**To-do list:**
#1 From the post on the Washington, D.C. teaching meeting, list the emerging realities that the meeting's billing says face the nation.
#2 Write the next part of the post on the Washington, D.C. teaching meeting, continuing from its final sentence.

**Supplied passage:**
════════
Where are our Learning Experts? (Here’s a clue: They weren’t invited to DC this week)

By Mary-Dean Barringer, CEO, All Kinds of Minds

There’s a critical meeting in Washington, D.C this Friday, September 17th, on the “Future of the Profession: New Learning Ecology for Teachers and Students.” Billed as “a discussion about the emerging realities facing the nation—the funding crisis, the teacher shortage, and new technologies—that will reshape learning environments and expectations for the teaching profession,” it has a stellar panel. Leaders from both teacher unions, the U.S. DOE, the National Board for Professional Teaching Standards, the Center for Teaching Quality, Michael Horn (co-author of Disrupting Class) and two teachers will present on “how school structures can capitalize on the transformative power of technology, the implications for creating a student-centered profession, and the federal and state policies that can support a new learning ecology for students and teachers.”
════════
(Point annotation dataset records)

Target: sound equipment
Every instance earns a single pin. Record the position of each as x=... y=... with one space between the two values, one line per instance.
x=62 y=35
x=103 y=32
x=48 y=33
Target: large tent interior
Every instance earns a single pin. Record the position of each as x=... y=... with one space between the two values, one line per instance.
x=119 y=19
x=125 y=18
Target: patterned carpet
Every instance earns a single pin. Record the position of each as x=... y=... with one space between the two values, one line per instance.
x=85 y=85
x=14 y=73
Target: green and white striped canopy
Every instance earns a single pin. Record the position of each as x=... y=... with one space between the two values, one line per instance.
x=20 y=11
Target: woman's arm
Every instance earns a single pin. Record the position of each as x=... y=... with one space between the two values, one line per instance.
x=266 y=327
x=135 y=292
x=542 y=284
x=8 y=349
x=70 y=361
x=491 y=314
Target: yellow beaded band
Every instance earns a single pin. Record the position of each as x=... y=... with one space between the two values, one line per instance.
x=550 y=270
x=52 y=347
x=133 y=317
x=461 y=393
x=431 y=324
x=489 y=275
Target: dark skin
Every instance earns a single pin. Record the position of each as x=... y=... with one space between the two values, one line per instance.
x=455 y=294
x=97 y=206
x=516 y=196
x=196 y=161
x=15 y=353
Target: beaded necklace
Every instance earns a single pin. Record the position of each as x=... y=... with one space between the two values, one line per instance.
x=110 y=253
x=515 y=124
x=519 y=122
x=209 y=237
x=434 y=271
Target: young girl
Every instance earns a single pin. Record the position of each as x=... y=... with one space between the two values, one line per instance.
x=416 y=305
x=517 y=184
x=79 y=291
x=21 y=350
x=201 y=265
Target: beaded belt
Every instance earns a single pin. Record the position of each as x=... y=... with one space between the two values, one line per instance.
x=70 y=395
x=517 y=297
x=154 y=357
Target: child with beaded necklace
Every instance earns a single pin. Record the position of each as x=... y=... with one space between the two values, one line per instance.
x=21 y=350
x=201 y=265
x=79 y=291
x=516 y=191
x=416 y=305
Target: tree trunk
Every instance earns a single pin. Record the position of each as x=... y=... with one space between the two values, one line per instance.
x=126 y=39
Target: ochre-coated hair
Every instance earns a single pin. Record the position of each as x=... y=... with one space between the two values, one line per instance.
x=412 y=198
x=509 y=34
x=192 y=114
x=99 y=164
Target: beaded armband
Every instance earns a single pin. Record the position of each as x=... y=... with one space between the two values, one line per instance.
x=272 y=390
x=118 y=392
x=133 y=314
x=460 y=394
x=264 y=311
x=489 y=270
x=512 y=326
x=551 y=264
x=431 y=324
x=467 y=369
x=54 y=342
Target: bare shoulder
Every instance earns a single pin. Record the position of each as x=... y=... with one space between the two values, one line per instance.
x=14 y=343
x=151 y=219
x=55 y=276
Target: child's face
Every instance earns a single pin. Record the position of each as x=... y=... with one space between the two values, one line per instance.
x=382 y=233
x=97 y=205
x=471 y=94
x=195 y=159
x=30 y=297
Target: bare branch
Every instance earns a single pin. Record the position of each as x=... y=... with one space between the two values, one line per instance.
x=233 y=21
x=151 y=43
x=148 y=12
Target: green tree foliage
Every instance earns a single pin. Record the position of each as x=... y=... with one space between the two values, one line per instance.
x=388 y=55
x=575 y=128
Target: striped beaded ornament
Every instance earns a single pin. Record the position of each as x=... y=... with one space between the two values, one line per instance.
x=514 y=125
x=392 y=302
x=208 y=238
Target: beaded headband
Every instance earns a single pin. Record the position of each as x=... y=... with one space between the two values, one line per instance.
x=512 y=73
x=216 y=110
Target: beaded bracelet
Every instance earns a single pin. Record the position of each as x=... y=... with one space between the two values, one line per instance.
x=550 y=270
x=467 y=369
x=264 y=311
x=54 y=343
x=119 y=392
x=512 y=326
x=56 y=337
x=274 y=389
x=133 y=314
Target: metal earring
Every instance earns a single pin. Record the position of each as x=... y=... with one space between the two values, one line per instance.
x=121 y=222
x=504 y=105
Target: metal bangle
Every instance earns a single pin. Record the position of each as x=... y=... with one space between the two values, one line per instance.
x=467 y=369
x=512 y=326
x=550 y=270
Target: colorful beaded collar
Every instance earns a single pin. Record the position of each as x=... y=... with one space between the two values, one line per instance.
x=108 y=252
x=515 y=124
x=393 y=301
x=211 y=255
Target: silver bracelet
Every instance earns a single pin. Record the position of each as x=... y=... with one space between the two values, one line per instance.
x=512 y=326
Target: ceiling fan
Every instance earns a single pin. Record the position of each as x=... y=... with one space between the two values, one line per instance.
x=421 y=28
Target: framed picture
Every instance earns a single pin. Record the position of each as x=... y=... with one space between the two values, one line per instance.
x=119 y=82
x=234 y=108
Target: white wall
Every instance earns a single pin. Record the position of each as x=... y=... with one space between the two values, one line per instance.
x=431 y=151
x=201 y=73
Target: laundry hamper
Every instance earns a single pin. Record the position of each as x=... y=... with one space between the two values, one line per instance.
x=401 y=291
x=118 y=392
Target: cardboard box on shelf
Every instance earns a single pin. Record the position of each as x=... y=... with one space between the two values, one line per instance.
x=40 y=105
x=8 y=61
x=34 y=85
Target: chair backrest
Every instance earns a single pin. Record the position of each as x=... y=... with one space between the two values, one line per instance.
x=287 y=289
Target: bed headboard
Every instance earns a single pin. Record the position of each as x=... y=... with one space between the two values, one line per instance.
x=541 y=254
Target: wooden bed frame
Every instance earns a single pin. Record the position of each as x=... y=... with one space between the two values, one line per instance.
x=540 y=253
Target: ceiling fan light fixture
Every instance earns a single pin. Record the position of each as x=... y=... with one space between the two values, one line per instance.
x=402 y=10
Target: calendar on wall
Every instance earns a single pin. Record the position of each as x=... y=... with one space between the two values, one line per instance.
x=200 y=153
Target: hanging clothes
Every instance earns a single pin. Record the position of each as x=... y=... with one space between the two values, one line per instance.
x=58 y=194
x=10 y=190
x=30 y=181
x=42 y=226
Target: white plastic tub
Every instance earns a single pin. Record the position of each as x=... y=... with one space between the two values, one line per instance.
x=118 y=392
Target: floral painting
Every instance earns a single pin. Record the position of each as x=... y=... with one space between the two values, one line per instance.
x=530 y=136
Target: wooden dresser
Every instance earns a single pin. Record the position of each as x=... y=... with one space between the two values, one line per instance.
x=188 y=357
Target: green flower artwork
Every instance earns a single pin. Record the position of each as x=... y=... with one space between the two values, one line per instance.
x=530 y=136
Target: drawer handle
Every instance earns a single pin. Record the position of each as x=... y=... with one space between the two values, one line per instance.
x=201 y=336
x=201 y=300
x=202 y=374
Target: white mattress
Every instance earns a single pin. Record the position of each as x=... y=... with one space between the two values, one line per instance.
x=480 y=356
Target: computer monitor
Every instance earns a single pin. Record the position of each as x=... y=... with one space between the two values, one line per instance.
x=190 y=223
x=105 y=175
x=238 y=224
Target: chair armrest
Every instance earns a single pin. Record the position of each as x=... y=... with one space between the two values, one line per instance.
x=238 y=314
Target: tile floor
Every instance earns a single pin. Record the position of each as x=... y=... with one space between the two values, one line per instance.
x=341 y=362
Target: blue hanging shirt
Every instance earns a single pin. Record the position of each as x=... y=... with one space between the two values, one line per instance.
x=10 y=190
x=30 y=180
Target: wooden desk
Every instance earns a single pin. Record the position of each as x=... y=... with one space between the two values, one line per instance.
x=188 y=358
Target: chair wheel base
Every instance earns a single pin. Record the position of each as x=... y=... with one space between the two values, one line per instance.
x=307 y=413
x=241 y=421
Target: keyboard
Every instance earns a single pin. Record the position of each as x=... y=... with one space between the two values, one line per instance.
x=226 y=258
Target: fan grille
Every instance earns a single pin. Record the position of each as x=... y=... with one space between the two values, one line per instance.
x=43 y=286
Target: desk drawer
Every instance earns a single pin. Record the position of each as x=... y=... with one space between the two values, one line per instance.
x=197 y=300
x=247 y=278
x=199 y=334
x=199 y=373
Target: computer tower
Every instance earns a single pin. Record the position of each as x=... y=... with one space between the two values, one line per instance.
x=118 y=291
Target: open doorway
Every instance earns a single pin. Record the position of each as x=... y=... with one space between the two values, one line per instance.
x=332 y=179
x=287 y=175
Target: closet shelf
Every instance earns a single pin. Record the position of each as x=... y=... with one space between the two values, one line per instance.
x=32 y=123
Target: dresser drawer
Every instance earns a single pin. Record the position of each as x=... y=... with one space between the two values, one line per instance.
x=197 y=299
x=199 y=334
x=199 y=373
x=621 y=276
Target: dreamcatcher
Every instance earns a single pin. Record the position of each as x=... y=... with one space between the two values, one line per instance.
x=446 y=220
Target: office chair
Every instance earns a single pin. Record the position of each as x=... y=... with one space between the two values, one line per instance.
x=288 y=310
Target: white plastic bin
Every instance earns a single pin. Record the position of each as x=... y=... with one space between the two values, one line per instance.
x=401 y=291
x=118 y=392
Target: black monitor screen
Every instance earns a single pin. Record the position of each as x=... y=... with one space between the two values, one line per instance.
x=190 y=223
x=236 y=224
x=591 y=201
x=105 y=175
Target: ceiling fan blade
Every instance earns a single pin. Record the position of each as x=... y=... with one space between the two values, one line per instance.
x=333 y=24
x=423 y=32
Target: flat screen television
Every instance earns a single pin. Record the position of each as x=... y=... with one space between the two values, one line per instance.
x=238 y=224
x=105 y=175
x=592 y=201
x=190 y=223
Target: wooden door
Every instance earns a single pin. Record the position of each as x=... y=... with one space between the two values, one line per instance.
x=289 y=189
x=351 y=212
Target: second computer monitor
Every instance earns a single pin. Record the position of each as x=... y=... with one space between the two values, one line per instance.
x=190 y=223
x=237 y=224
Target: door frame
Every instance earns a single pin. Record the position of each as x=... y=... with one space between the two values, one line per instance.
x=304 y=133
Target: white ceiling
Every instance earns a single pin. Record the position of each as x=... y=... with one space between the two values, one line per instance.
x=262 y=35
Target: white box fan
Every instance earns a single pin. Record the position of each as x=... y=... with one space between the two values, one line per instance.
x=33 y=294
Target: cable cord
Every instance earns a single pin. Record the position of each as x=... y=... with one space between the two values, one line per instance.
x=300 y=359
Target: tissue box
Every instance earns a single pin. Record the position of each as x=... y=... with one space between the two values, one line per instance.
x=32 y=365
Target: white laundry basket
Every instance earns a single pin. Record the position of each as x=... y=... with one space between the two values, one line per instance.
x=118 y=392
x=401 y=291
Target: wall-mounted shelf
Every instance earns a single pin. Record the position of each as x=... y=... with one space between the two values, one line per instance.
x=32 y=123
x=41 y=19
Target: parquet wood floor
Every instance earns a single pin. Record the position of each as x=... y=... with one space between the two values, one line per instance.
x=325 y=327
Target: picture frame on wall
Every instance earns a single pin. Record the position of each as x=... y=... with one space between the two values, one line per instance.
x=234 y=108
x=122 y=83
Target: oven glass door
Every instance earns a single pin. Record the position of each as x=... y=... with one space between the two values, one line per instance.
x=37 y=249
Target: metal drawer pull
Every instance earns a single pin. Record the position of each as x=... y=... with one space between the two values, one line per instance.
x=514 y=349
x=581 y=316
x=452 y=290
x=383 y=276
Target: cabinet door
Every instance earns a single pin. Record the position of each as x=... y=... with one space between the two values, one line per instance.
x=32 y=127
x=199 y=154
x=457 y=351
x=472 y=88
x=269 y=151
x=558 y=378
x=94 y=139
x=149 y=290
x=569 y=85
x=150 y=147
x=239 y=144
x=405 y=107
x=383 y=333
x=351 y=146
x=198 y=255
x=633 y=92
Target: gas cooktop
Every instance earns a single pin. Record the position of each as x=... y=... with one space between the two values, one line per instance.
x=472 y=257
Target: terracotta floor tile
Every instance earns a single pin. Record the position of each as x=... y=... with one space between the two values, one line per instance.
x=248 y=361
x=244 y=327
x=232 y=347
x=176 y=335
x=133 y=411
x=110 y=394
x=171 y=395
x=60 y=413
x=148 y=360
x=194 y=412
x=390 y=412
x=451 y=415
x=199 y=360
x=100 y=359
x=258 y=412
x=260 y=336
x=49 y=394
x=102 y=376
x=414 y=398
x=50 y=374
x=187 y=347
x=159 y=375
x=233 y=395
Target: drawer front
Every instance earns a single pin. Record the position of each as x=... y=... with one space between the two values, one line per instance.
════════
**Results by task:**
#1
- the funding crisis
- the teacher shortage
- new technologies

#2
It’s disappointing that a conversation on a new learning ecology is absent any voice that would describe the new expertise that a profession needs to acquire and deploy if a new learning ecology is to be fully realized. But it isn’t surprising. The first chapter of Schools for All Kinds of Minds describes the challenge inherent in truly understanding learning as the core business of schools. As I state in that book, “Educators, school leaders and policymakers—working on new standards, new schools and new systems—talk around learning but not about learning.” Many people following education trends make the point that equipping the profession with the current knowledge from science about how we are wired to learn is essential to future vision of education.

Important initiatives are underway that can move us closer to a profession well prepared to develop the kinds of minds America needs. The Council for Chief State School Officers has created new teacher standards for licensure and practice that first and foremost address learning and learners. Organizations like the Dana Alliance, Johns Hopkins University, the Mind Brain and Education program at Harvard, and All Kinds of Minds are advancing this knowledge base and bringing it to teachers. All Kinds of Minds will be in DC this week as an audience participant, and we hope others working to bring the science of learning into our classrooms will be there as well.

The sponsoring organization of this event is the Alliance for Education Excellence—a first-rate organization advocating a better education for all students, particularly those in high school. They do a great job informing policymakers about critical and complex issues. And creating a learning profession is one. I invite you to read Chapter 1 of Schools for All Kinds of Minds (you can access it right here for free!). If the ideas resonate with you, write to the Alliance and tell them the next time they want to talk about learning, gather the experts and learning leaders.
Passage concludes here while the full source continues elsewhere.